----- Document section -----
ARO sat atop an elongated, east-west ridge with its useless airstrip running the length of it. Actually, it was more three camps than one, with separate fortified positions at each end and midway along the airstrip on its northern side. A zigzag trench network (reminiscent of World War I trench systems), intermittently strongpointed with covered fighting positions and crew-served weapons bunkers, surrounded each of the three encampments. Forward, or on the enemy side, of these entrenchments, the camp’s occupants had emplaced wire barriers composed of alternating runs of triple concertina, doubl
e-apron fence, and “tanglefoot,” which, without going into a lengthy explanation, were merely three different techniques of employing barbed wire. On the enemy’s side of the wire, at a distance of fifty meters or so, the jungle encircled the entire hilltop.
----- Extracted data -----
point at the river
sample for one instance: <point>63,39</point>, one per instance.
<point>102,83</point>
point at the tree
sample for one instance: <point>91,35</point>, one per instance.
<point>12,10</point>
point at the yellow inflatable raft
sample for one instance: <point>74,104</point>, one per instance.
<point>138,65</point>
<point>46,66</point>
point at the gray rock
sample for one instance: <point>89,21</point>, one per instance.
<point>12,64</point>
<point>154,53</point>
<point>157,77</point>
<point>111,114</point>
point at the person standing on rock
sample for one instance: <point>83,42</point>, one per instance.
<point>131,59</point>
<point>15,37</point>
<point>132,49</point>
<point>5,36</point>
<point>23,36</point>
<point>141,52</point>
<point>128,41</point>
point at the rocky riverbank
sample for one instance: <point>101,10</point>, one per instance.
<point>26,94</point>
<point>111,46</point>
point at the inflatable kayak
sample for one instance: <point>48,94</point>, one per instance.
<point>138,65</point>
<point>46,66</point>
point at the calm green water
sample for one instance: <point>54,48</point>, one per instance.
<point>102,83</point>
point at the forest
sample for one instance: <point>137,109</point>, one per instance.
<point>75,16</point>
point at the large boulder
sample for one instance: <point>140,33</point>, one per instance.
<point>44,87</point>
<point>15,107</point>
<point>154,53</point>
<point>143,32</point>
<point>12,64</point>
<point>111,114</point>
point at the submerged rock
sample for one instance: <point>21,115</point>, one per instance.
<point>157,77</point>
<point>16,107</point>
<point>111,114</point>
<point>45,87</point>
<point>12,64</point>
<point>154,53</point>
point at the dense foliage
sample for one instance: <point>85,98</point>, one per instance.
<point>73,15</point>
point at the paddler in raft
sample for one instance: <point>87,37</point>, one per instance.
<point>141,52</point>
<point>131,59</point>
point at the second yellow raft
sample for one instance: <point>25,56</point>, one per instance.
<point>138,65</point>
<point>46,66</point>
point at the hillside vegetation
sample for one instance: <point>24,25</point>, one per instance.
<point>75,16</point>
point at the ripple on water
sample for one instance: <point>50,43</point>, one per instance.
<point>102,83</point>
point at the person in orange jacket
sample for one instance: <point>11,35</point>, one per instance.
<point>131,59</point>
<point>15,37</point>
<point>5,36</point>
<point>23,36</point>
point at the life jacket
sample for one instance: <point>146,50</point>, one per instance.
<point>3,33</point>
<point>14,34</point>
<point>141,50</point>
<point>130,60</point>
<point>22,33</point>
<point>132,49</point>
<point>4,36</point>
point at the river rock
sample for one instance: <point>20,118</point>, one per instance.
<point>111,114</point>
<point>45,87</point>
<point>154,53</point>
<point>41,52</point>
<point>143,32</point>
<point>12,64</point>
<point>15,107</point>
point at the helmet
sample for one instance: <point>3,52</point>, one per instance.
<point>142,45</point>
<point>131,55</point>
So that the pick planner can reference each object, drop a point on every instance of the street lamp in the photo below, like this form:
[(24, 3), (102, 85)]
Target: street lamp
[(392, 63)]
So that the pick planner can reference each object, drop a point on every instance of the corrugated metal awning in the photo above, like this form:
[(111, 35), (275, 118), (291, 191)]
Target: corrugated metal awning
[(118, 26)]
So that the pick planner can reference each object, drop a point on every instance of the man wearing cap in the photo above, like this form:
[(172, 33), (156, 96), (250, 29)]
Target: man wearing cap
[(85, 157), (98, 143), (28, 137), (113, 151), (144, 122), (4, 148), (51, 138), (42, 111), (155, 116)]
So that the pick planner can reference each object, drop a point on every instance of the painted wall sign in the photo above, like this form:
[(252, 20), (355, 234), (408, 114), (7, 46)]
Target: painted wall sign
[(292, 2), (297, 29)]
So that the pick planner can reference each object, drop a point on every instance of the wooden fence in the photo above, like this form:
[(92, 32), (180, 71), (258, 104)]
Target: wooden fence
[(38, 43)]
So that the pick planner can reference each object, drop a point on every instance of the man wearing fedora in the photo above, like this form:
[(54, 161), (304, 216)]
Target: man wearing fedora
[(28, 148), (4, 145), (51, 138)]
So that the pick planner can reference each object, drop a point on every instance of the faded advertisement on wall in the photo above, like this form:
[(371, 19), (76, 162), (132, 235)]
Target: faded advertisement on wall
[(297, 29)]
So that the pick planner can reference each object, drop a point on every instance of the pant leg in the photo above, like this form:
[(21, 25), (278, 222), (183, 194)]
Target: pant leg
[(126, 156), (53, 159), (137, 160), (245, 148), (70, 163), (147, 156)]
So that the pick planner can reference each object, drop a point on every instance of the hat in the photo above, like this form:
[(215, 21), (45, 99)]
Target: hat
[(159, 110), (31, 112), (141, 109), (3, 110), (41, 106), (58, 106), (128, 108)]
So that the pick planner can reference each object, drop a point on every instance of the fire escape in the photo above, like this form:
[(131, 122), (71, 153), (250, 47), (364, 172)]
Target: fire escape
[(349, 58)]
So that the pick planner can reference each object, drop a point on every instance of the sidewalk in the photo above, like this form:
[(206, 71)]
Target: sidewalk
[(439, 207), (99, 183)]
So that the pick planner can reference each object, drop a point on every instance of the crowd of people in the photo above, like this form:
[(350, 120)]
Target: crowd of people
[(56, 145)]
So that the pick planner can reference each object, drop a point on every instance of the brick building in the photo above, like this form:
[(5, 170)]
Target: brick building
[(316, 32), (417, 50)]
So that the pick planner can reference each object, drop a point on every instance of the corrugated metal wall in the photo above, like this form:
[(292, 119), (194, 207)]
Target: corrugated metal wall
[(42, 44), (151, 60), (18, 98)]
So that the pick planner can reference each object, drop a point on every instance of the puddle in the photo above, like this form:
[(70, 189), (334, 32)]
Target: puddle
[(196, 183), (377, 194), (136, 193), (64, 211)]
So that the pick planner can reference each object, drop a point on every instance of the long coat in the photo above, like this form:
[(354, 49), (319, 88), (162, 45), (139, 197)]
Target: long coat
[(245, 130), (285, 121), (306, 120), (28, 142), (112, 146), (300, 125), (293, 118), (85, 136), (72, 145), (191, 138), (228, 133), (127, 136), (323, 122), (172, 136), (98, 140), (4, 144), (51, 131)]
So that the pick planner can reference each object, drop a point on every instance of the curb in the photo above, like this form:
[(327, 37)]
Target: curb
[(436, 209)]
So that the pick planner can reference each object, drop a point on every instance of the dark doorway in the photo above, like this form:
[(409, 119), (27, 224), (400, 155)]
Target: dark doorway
-----
* [What you need to do]:
Copy the passage about the hilltop camp, starting at the words "ARO sat atop" and ending after "the entire hilltop.", but swap every "airstrip" for "runway". Rely only on the passage for what follows.

* [Output below]:
ARO sat atop an elongated, east-west ridge with its useless runway running the length of it. Actually, it was more three camps than one, with separate fortified positions at each end and midway along the runway on its northern side. A zigzag trench network (reminiscent of World War I trench systems), intermittently strongpointed with covered fighting positions and crew-served weapons bunkers, surrounded each of the three encampments. Forward, or on the enemy side, of these entrenchments, the camp’s occupants had emplaced wire barriers composed of alternating runs of triple concertina, doubl
e-apron fence, and “tanglefoot,” which, without going into a lengthy explanation, were merely three different techniques of employing barbed wire. On the enemy’s side of the wire, at a distance of fifty meters or so, the jungle encircled the entire hilltop.